» **Work item**
Word for word, retype the tail of the data below, starting with the line that has "</instance>" and including the last line.
───── Data for analysis ─────
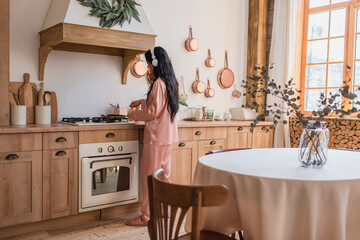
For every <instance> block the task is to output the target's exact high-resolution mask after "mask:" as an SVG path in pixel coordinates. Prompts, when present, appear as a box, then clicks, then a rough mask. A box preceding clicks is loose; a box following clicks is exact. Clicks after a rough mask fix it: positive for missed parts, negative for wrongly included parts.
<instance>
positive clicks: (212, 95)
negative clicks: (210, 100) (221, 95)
mask: <svg viewBox="0 0 360 240" xmlns="http://www.w3.org/2000/svg"><path fill="white" fill-rule="evenodd" d="M214 96H215V90H214V89H212V88H211V87H210V79H209V78H208V88H207V89H206V90H205V97H207V98H213V97H214Z"/></svg>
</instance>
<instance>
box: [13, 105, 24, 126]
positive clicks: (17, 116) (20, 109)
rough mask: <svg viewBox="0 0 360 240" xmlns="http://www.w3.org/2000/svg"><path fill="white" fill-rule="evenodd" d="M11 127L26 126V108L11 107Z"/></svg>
mask: <svg viewBox="0 0 360 240" xmlns="http://www.w3.org/2000/svg"><path fill="white" fill-rule="evenodd" d="M11 125H26V106H25V105H19V106H11Z"/></svg>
─────
» **Answer section**
</instance>
<instance>
box: [13, 105, 24, 126]
positive clicks: (17, 116) (20, 109)
rough mask: <svg viewBox="0 0 360 240" xmlns="http://www.w3.org/2000/svg"><path fill="white" fill-rule="evenodd" d="M11 127L26 126V108L11 107Z"/></svg>
mask: <svg viewBox="0 0 360 240" xmlns="http://www.w3.org/2000/svg"><path fill="white" fill-rule="evenodd" d="M11 125H26V106H25V105H19V106H11Z"/></svg>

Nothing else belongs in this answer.